Each line of the listing below must be set down exactly.

---- Source information

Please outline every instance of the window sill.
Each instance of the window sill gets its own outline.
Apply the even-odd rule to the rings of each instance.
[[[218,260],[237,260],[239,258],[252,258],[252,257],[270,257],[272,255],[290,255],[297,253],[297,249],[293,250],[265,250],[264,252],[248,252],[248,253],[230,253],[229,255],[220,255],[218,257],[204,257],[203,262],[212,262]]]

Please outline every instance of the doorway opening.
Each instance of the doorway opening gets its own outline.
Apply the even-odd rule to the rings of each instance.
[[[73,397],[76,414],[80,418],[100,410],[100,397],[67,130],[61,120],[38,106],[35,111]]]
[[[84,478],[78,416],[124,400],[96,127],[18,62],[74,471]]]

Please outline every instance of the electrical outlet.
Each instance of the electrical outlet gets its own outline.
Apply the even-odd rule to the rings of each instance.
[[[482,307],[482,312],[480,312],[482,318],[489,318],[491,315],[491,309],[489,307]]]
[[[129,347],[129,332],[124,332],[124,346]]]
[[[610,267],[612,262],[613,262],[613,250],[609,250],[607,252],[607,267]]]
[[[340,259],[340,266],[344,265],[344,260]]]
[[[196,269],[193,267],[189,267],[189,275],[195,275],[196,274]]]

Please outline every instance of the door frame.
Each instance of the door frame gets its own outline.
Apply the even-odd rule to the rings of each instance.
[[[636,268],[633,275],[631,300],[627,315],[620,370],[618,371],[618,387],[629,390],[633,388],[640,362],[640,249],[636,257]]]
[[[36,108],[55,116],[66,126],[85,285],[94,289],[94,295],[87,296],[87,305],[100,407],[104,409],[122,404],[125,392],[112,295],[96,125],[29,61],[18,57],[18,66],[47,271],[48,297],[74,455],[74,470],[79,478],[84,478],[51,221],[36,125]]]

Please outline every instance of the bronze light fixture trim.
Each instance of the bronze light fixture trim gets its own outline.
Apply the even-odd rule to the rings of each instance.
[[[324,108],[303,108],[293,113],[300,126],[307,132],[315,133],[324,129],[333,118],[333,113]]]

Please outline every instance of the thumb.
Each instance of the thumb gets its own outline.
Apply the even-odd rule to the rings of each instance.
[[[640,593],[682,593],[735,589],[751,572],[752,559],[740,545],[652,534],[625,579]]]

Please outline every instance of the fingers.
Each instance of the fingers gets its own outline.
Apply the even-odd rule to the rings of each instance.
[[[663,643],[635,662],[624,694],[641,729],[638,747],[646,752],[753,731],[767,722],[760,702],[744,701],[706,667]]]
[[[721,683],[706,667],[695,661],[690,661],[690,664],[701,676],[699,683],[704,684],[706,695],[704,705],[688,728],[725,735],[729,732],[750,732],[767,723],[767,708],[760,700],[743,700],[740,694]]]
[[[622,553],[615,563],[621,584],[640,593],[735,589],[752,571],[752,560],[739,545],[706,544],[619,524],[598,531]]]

--------

__Solution__:
Please outline every instance of the window sill.
Each instance of the window sill gets its own outline.
Apply the even-odd rule to the rings of each instance.
[[[218,260],[237,260],[239,258],[252,258],[252,257],[270,257],[272,255],[290,255],[297,253],[297,249],[293,250],[265,250],[264,252],[248,252],[248,253],[230,253],[229,255],[220,255],[218,257],[204,257],[203,262],[212,262]]]

Please outline every instance of the doorway opening.
Each instance of the doorway opening gets its own outline.
Apply the even-odd rule to the rings of each instance.
[[[73,397],[76,414],[80,418],[100,410],[100,397],[67,130],[61,120],[38,106],[35,111]]]
[[[84,478],[78,416],[124,400],[96,127],[18,62],[74,471]]]

Please outline every instance of the electrical outlet.
Each instance of the electrical outlet gets its own outline.
Apply the even-odd rule to the rings of each instance.
[[[482,307],[482,312],[480,312],[482,318],[489,318],[491,315],[491,309],[489,307]]]
[[[129,347],[129,332],[124,332],[124,346]]]
[[[610,267],[612,262],[613,262],[613,250],[609,250],[607,252],[607,267]]]
[[[340,259],[340,266],[344,265],[344,260]]]
[[[196,269],[193,267],[189,267],[189,275],[195,275],[196,274]]]

Please outline every instance of the door frame.
Each instance of the door frame gets its own outline.
Apply the even-odd rule to the rings of each instance.
[[[636,268],[633,275],[631,300],[627,315],[620,370],[618,371],[618,387],[629,390],[633,388],[640,362],[640,249],[636,257]]]
[[[36,108],[55,116],[66,126],[85,285],[94,289],[94,295],[87,296],[87,305],[100,407],[104,409],[122,404],[125,392],[112,295],[96,125],[29,61],[18,57],[18,66],[47,271],[48,297],[74,455],[74,470],[79,478],[84,478],[51,221],[36,125]]]

Please outline every instance of the bronze light fixture trim.
Each instance of the bronze light fixture trim gets its own outline.
Apply the even-odd rule to the rings of each instance.
[[[324,108],[303,108],[293,113],[300,126],[307,132],[315,133],[324,129],[333,118],[333,113]]]

Please outline every instance of the thumb.
Each instance of the thumb gets its own outline.
Apply the even-odd rule to the rings of each instance.
[[[640,593],[682,593],[735,589],[751,572],[752,559],[740,545],[652,534],[625,579]]]

Please outline every instance of the fingers.
Each instance of the fingers gets its own outline.
Apply the even-odd rule to the rings of each instance.
[[[663,643],[635,662],[624,694],[641,729],[638,747],[646,752],[753,731],[767,722],[760,702],[744,701],[706,667]]]
[[[721,683],[706,667],[695,661],[690,661],[690,664],[701,676],[699,683],[704,684],[706,695],[704,705],[688,728],[725,735],[729,732],[750,732],[767,723],[767,708],[760,700],[743,700],[740,694]]]
[[[622,553],[615,563],[621,584],[640,593],[735,589],[752,571],[752,560],[739,545],[706,544],[619,524],[598,531]]]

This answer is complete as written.